Passage shown.
Frederick Samuel Jones, my father's Uncle Fred and my paternal great-uncle, was born on the 27th May 1899 at Bartestree, Herefordshire, to Samuel Jones and is wife Emily (nee Taylor). He was their eldest son, and third out of eventually ten surviving children (including my grandmother).
|The 1911 census for Tidnor Cross|
In the 1911 census (courtesy of ancestry.co.uk), young Fred was living with the rest of the family in a cottage at Tidnor Cross, near Lugwardine. His father worked for the local landowner William Henry Barneby at Longworth Hall, having followed his employer from his former abode at Bredenbury.
I discovered that Fred served during the Great War after my second cousin Maureen, whose help has been invaluable and has carried out extensive research on this branch of the family, emailed me a copy of a fine photo of him in military uniform, flanked by his proud parents.
|Frederick in uniform, flanked by his mother Emily and Father Samuel|
Unfortunately this photo does not give any clues as to which regiment(s) Frederick served in, although the way his puttees are wrapped suggests an infantry (or at least non-mounted) role. Searching the various military records available online is difficult, considering the amount of Frederick Joneses that are listed!
However one more clue was gleaned after a member of the Great War Forum pointed me to a document on the National Archives of Australia website, which has a copy of his Assisted Passage application form from the 1960's (more of which later).
|Fred's career as listed in his Assisted Passage application|
I am also grateful to Maureen for giving me access to some letters written to her from Frederick's sons. These documents, while only confusing his possible military service, do give us an interesting glimpse into is life. Frederick states on his Assisted Passage document that between 1913 (presumably after leaving school) and 1917 he worked as a stable boy for a Lady King-King.

Action item A. Rewrite the paragraph beginning "In the 1911 census" from the passage about Frederick Samuel Jones more briefly, keeping its main facts.
Action item B. Repeat word for word the part of the passage about Frederick Samuel Jones starting at "Frederick Samuel Jones, my" and ending at "his proud parents.".

Data segment.
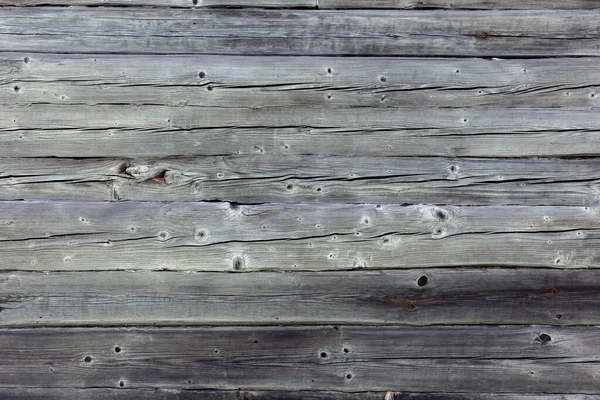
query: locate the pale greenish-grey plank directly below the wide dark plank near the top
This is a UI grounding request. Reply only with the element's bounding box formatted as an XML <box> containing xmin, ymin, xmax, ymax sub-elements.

Task solution A. The 1911 census shows young Fred living with his family in a cottage at Tidnor Cross, near Lugwardine. His father worked at Longworth Hall for the local landowner William Henry Barneby, having followed him there from Bredenbury.

Task solution B.
Frederick Samuel Jones, my father's Uncle Fred and my paternal great-uncle, was born on the 27th May 1899 at Bartestree, Herefordshire, to Samuel Jones and is wife Emily (nee Taylor). He was their eldest son, and third out of eventually ten surviving children (including my grandmother).
|The 1911 census for Tidnor Cross|
In the 1911 census (courtesy of ancestry.co.uk), young Fred was living with the rest of the family in a cottage at Tidnor Cross, near Lugwardine. His father worked for the local landowner William Henry Barneby at Longworth Hall, having followed his employer from his former abode at Bredenbury.
I discovered that Fred served during the Great War after my second cousin Maureen, whose help has been invaluable and has carried out extensive research on this branch of the family, emailed me a copy of a fine photo of him in military uniform, flanked by his proud parents.